EXERCISE SET
1/ Write out the passage on prospectuses word for word, from "(10) This section" up to and including "company or subsequently.".
2/ Show each line in the records that contains the string "chocolate".

--- START OF EXTRACT ---

Provided that this subsection shall not apply if it is shown that the form of application was issued in connection with a bona fide invitation to a person to enter into an underwriting agreement with respect to the shares or debentures.

(10) This section shall not apply to the issue to existing members or debenture holders of a company of a prospectus or form of application relating to shares in or debentures of the company, whether an applicant for shares or debentures will or will not have the right to renounce in favour of other persons, but, subject as aforesaid, this section shall apply to a prospectus or form of application whether issued on or with reference to the formation of a company or subsequently.

Additional requirements as to prospectus.

--- END OF EXTRACT ---
--- START OF RECORDS FOR THIS EXERCISE ---

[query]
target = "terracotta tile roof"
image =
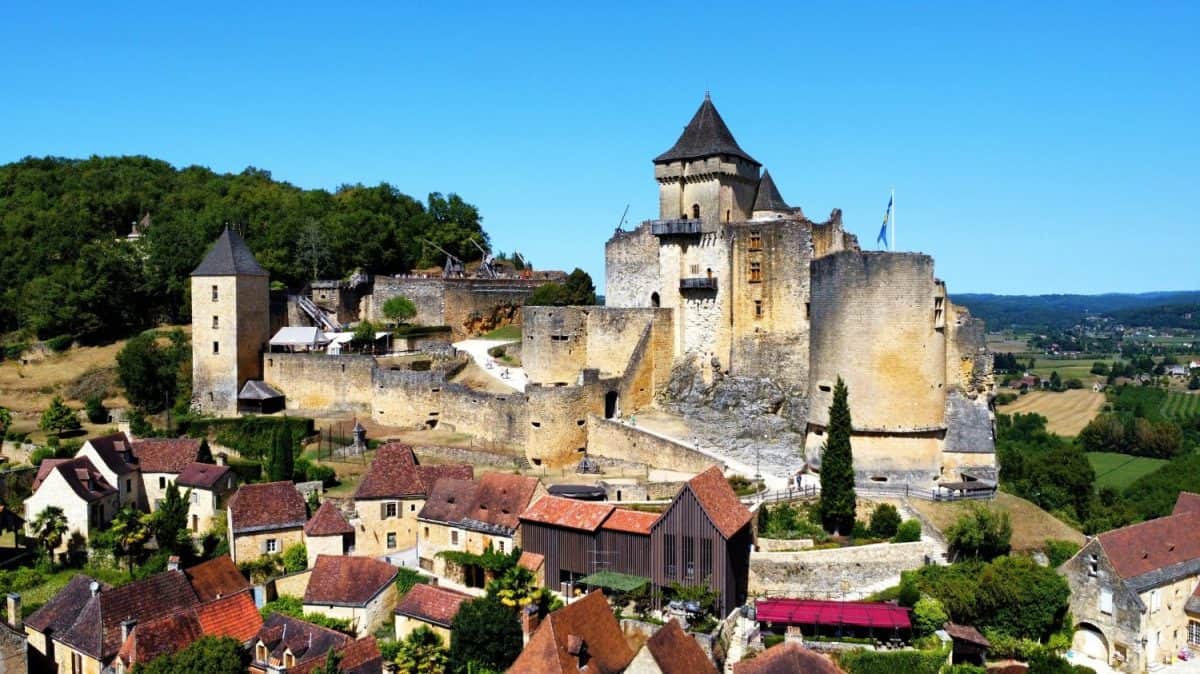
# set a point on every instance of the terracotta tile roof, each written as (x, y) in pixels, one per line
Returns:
(328, 521)
(166, 455)
(347, 581)
(449, 501)
(1153, 545)
(431, 603)
(216, 578)
(79, 474)
(677, 653)
(396, 474)
(631, 521)
(273, 505)
(202, 475)
(721, 505)
(113, 450)
(587, 516)
(361, 656)
(787, 659)
(583, 632)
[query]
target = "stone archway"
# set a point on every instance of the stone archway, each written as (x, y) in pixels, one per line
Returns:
(1090, 641)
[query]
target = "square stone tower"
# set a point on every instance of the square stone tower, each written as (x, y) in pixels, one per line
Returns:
(231, 324)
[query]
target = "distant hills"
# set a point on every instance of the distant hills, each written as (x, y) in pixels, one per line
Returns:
(1173, 308)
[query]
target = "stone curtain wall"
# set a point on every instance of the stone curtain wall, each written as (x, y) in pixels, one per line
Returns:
(859, 570)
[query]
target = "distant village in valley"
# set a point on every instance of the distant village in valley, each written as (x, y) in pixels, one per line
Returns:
(767, 449)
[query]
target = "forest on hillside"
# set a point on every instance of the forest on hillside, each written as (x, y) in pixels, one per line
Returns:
(67, 271)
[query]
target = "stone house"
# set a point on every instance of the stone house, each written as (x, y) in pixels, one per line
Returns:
(359, 589)
(210, 489)
(85, 626)
(265, 519)
(1135, 590)
(391, 494)
(473, 516)
(583, 636)
(328, 533)
(671, 651)
(289, 645)
(427, 606)
(75, 485)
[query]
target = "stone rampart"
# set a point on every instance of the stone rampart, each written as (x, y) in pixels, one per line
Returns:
(840, 572)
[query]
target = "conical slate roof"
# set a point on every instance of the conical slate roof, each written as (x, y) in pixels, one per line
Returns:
(705, 137)
(229, 257)
(768, 198)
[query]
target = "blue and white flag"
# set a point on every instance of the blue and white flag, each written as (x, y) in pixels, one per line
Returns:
(883, 230)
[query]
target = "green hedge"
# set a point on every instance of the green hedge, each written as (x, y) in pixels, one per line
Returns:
(891, 662)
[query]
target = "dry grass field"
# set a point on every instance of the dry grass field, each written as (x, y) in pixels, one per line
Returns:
(1067, 413)
(1031, 525)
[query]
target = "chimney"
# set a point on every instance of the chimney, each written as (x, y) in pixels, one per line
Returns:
(529, 621)
(15, 611)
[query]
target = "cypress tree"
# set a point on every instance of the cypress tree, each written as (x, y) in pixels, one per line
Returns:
(838, 467)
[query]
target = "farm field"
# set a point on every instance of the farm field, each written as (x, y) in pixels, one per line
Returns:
(1121, 470)
(1067, 413)
(1181, 404)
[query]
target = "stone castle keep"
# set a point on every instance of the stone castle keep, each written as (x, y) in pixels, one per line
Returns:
(729, 284)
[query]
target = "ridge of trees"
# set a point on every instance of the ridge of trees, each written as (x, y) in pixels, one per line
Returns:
(67, 269)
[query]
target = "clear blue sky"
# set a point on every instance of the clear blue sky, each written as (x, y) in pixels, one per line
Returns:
(1033, 149)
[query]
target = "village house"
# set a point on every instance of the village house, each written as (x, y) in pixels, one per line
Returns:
(358, 589)
(289, 645)
(581, 637)
(671, 651)
(89, 501)
(427, 606)
(473, 516)
(1135, 590)
(265, 519)
(328, 533)
(210, 489)
(702, 539)
(88, 624)
(391, 494)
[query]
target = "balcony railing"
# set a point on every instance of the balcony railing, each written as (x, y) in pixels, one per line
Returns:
(675, 227)
(699, 283)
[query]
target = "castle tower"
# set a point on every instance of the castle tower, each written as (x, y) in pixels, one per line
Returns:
(706, 175)
(231, 324)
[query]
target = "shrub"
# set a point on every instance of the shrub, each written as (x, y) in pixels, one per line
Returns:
(907, 533)
(885, 521)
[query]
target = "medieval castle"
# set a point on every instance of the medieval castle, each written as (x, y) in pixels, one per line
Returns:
(729, 283)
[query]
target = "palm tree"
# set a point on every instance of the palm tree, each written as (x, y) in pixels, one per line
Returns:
(131, 529)
(51, 527)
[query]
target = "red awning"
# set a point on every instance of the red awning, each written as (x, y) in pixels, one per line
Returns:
(814, 612)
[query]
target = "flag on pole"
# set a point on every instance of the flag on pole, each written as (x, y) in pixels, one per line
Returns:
(883, 230)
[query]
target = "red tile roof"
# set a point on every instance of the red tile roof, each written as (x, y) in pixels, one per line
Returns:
(787, 659)
(721, 505)
(631, 521)
(347, 581)
(262, 507)
(216, 578)
(587, 516)
(166, 455)
(202, 475)
(677, 653)
(431, 603)
(328, 521)
(395, 474)
(1153, 545)
(585, 627)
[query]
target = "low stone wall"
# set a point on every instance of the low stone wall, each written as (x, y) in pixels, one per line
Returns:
(840, 572)
(617, 440)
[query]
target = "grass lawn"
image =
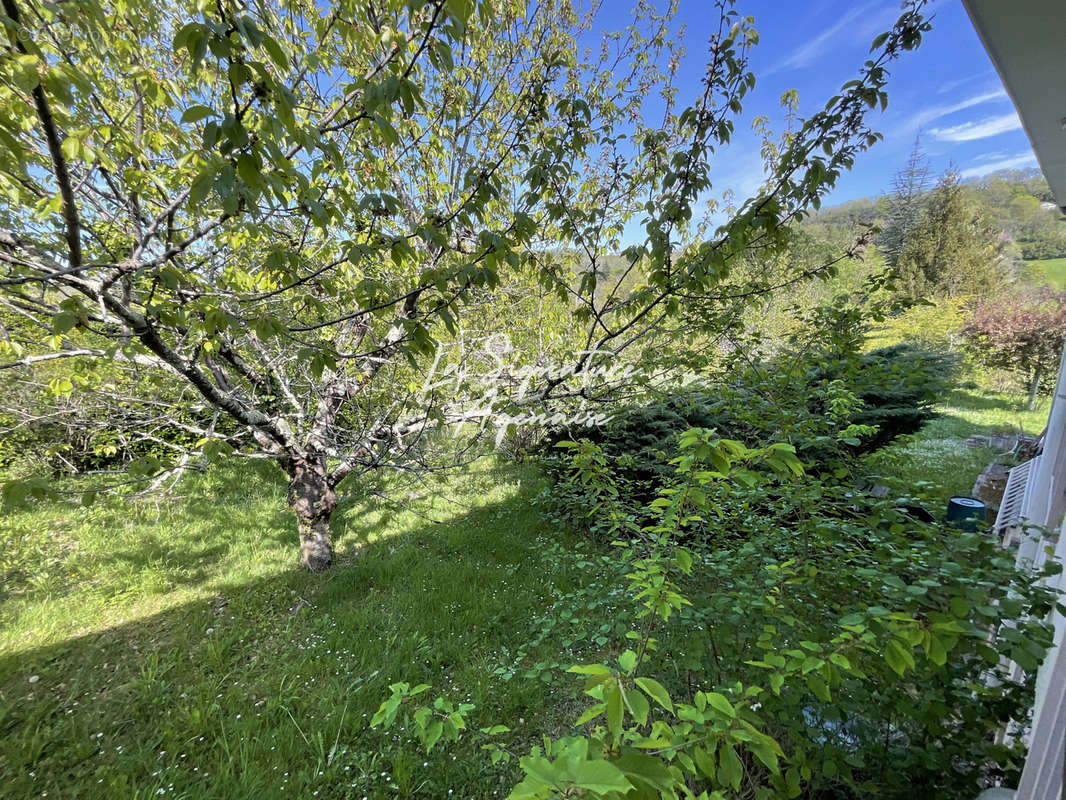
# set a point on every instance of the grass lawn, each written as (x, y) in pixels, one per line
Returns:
(937, 462)
(1054, 269)
(174, 649)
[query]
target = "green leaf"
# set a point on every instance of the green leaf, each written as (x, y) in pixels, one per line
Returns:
(719, 703)
(899, 657)
(818, 687)
(614, 712)
(599, 776)
(433, 734)
(63, 322)
(730, 769)
(588, 669)
(195, 113)
(638, 706)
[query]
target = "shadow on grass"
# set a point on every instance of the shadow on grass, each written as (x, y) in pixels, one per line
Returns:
(265, 689)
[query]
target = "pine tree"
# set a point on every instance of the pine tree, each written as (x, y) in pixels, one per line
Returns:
(909, 193)
(952, 250)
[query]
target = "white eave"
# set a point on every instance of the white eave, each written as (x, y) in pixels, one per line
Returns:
(1027, 42)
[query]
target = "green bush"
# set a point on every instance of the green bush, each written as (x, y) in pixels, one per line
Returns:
(830, 408)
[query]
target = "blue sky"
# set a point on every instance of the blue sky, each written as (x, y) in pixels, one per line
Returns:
(948, 89)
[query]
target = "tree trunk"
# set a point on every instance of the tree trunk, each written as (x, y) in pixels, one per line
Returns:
(1033, 389)
(313, 501)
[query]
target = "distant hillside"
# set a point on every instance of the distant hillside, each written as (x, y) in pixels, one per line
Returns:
(1016, 202)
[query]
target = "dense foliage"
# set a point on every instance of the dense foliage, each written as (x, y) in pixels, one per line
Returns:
(824, 383)
(817, 641)
(1023, 331)
(284, 210)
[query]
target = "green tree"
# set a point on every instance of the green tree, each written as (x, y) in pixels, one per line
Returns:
(910, 188)
(952, 250)
(281, 209)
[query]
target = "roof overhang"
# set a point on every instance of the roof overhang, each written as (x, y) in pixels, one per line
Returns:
(1027, 42)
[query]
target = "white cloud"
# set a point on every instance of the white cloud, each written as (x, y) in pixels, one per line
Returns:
(814, 48)
(921, 118)
(980, 129)
(1010, 162)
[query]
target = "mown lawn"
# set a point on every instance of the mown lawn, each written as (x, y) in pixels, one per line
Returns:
(1053, 269)
(937, 462)
(174, 649)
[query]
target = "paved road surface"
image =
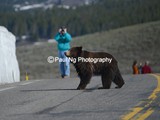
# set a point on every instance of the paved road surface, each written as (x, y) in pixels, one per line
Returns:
(57, 99)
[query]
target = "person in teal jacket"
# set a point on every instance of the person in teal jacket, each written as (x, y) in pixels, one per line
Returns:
(63, 39)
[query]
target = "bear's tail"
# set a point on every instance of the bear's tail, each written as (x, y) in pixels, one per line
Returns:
(118, 80)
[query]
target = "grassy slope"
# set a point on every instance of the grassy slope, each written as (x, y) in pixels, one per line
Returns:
(140, 42)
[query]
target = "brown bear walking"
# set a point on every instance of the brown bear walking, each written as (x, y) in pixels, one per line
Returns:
(95, 63)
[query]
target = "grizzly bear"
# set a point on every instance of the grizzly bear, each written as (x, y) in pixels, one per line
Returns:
(95, 63)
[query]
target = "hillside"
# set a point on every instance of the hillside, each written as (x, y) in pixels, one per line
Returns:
(140, 42)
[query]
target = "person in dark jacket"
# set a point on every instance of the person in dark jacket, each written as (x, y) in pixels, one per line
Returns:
(63, 39)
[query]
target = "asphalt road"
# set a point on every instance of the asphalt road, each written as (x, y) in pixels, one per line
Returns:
(57, 99)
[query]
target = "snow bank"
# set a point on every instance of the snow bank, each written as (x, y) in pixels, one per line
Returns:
(9, 68)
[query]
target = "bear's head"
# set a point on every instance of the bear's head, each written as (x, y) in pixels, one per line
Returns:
(74, 52)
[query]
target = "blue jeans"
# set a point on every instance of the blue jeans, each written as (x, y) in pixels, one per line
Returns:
(64, 64)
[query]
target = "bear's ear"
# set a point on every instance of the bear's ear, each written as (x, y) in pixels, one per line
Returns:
(80, 48)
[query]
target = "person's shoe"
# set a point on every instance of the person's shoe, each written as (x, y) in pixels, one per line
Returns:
(66, 76)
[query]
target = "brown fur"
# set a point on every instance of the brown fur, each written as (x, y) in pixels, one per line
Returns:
(109, 71)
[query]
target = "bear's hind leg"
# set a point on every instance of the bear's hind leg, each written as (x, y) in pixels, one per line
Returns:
(106, 80)
(118, 80)
(84, 80)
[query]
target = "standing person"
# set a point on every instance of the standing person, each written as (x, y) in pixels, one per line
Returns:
(63, 39)
(146, 68)
(140, 68)
(135, 67)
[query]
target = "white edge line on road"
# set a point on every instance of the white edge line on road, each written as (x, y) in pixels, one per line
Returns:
(6, 89)
(26, 83)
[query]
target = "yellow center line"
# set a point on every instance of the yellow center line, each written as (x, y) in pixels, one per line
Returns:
(137, 110)
(146, 114)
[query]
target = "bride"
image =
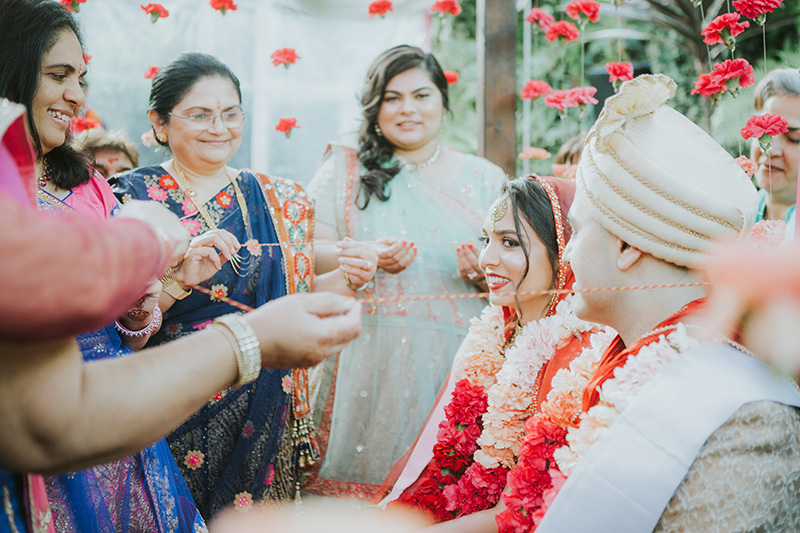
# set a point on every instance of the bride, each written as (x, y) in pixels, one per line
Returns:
(506, 366)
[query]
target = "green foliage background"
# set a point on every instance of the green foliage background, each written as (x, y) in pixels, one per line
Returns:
(665, 50)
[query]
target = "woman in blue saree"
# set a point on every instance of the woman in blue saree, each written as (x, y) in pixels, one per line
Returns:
(247, 444)
(143, 492)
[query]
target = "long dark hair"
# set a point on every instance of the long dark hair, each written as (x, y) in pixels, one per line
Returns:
(529, 198)
(28, 30)
(175, 80)
(373, 149)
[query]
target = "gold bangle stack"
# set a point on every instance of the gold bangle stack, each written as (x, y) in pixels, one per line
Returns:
(245, 345)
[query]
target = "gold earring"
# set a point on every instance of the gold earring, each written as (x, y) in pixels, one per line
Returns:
(498, 211)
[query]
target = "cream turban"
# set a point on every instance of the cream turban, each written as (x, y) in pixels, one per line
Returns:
(658, 181)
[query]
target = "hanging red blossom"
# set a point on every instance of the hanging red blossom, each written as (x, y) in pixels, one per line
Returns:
(155, 11)
(560, 99)
(756, 9)
(73, 5)
(584, 95)
(736, 69)
(619, 72)
(537, 14)
(285, 125)
(79, 124)
(709, 85)
(447, 7)
(451, 76)
(748, 165)
(380, 7)
(714, 83)
(223, 5)
(285, 57)
(534, 89)
(584, 10)
(724, 29)
(763, 128)
(562, 29)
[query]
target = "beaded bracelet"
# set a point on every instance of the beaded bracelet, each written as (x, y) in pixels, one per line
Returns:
(151, 328)
(245, 345)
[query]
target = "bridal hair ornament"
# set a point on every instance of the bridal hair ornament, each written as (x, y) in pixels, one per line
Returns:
(498, 210)
(659, 182)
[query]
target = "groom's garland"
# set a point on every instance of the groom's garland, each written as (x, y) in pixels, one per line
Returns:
(554, 445)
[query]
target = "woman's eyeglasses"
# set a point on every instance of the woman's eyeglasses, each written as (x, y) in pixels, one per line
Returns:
(230, 119)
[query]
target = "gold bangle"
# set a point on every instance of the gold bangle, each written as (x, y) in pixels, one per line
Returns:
(171, 286)
(245, 345)
(350, 285)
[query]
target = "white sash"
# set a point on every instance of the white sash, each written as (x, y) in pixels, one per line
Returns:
(629, 476)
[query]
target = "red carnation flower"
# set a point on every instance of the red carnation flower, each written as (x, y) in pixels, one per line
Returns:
(73, 5)
(619, 72)
(285, 57)
(155, 11)
(285, 125)
(583, 10)
(756, 9)
(760, 125)
(562, 28)
(723, 29)
(223, 5)
(445, 7)
(709, 85)
(380, 7)
(534, 89)
(537, 14)
(560, 99)
(79, 124)
(583, 95)
(732, 69)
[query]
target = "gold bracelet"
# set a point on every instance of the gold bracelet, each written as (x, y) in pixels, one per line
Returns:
(245, 345)
(350, 285)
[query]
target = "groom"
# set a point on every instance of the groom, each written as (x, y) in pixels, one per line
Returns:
(711, 440)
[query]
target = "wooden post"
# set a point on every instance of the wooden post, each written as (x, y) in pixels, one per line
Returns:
(497, 91)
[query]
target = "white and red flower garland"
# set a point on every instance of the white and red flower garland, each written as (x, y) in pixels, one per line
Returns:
(554, 445)
(479, 440)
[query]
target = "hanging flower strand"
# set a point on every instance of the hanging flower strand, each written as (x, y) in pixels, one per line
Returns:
(285, 57)
(537, 14)
(764, 128)
(286, 125)
(583, 11)
(563, 29)
(619, 72)
(757, 9)
(223, 6)
(156, 11)
(447, 7)
(380, 7)
(724, 29)
(73, 5)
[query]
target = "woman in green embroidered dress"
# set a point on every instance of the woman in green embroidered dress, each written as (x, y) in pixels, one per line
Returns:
(399, 188)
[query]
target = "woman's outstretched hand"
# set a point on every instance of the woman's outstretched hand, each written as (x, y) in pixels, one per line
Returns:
(395, 255)
(302, 330)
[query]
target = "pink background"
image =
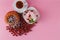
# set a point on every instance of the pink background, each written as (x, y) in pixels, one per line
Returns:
(48, 27)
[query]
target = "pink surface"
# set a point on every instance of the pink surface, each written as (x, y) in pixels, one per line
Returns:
(48, 27)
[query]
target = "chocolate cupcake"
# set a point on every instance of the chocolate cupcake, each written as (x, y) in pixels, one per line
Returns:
(20, 6)
(31, 15)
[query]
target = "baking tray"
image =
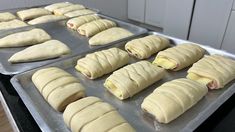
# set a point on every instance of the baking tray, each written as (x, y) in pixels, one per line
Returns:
(50, 120)
(58, 30)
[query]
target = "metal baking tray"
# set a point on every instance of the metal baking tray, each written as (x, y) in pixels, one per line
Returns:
(50, 120)
(58, 30)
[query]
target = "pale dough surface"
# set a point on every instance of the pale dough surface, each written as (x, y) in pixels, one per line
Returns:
(32, 13)
(109, 35)
(25, 38)
(61, 93)
(179, 57)
(173, 98)
(97, 64)
(214, 71)
(47, 50)
(133, 78)
(143, 48)
(76, 22)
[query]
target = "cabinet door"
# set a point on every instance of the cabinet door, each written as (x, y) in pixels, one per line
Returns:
(136, 10)
(155, 12)
(229, 39)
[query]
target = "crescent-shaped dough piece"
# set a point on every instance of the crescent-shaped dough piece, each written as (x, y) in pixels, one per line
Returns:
(173, 98)
(214, 71)
(63, 93)
(76, 22)
(25, 38)
(52, 7)
(109, 35)
(47, 50)
(6, 16)
(94, 27)
(32, 13)
(15, 23)
(70, 8)
(132, 79)
(79, 13)
(45, 19)
(91, 113)
(97, 64)
(179, 57)
(143, 48)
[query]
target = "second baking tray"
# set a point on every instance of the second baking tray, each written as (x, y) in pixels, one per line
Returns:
(50, 120)
(58, 30)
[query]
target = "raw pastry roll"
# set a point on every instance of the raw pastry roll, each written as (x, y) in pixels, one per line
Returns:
(52, 7)
(173, 98)
(6, 16)
(25, 38)
(214, 71)
(132, 79)
(47, 50)
(74, 23)
(109, 35)
(79, 13)
(94, 27)
(143, 48)
(45, 19)
(58, 87)
(97, 64)
(12, 24)
(179, 57)
(91, 113)
(64, 10)
(32, 13)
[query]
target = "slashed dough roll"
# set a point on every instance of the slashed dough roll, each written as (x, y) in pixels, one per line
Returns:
(173, 98)
(79, 13)
(214, 71)
(32, 13)
(70, 8)
(94, 27)
(6, 16)
(58, 87)
(143, 48)
(52, 7)
(15, 23)
(25, 38)
(179, 57)
(133, 78)
(97, 64)
(91, 113)
(76, 22)
(109, 35)
(47, 50)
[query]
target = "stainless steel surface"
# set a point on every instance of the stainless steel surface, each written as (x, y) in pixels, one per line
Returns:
(58, 30)
(50, 120)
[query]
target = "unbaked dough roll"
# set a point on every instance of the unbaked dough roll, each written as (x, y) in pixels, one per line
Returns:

--- END OF RECORDS FOR THIS EXERCISE ---

CORRECT ANSWERS
1/
(10) This section shall not apply to the issue to existing members or debenture holders of a company of a prospectus or form of application relating to shares in or debentures of the company, whether an applicant for shares or debentures will or will not have the right to renounce in favour of other persons, but, subject as aforesaid, this section shall apply to a prospectus or form of application whether issued on or with reference to the formation of a company or subsequently.

2/
target = "chocolate cupcake"
# set a point on every instance of the chocolate cupcake, each written as (x, y) in pixels, one per line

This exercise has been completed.